----- PASAJE PROPORCIONADO -----
Al investigar el videojuego como artefacto cultural, existen varias maneras de aproximarse a su estudio que pueden tenerse en cuenta. Uno de esas perspectivas (o, si se prefiere, una de mis creencias principales), es la idea de que, como cualquier forma de arte, los videojuegos son capaces de actuar de reflejo de ansiedades y conflictos existentes en nuestra sociedad. Obviamente, esta suposición no implica necesariamente que todos los juegos hayan de tener algún tipo de dimensión política. Internet (y la vida en general) está lleno de ejemplos de personas que tratan de llevar sus teorías sobre lo que una obra significa un poco demasiado lejos: desde los más inofensivos hasta los más siniestros, existen multitud de ejemplos de obras de arte que, de una forma u otra, han acabado actuando de espejo para las ideologías y actitudes de generaciones enteras.
-----
LAS TAREAS »
a – Copia el fragmento del pasaje sobre los videojuegos que empieza en "Al investigar el" y termina en "de generaciones enteras.", y sustituye en él "videojuegos" por "juegos digitales".
b – Enumera todos los verbos en infinitivo del pasaje sobre los videojuegos, con la forma que tienen en él.
----- MATERIAL MOSTRADO -----
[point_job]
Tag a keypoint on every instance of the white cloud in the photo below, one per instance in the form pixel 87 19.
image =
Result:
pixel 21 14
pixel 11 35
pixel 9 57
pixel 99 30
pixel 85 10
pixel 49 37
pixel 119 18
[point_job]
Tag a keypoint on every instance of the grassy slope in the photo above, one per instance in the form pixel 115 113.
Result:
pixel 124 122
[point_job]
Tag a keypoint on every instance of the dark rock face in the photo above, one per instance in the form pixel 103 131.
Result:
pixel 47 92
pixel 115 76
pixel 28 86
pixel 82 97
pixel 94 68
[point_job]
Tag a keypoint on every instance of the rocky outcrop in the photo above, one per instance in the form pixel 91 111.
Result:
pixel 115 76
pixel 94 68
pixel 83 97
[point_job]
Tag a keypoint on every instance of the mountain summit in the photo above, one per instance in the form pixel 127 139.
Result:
-----
RESULTADOS POR TAREA »
a –
Al investigar el videojuego como artefacto cultural, existen varias maneras de aproximarse a su estudio que pueden tenerse en cuenta. Uno de esas perspectivas (o, si se prefiere, una de mis creencias principales), es la idea de que, como cualquier forma de arte, los juegos digitales son capaces de actuar de reflejo de ansiedades y conflictos existentes en nuestra sociedad. Obviamente, esta suposición no implica necesariamente que todos los juegos hayan de tener algún tipo de dimensión política. Internet (y la vida en general) está lleno de ejemplos de personas que tratan de llevar sus teorías sobre lo que una obra significa un poco demasiado lejos: desde los más inofensivos hasta los más siniestros, existen multitud de ejemplos de obras de arte que, de una forma u otra, han acabado actuando de espejo para las ideologías y actitudes de generaciones enteras.

b – investigar, aproximarse, tenerse, actuar, tener, llevar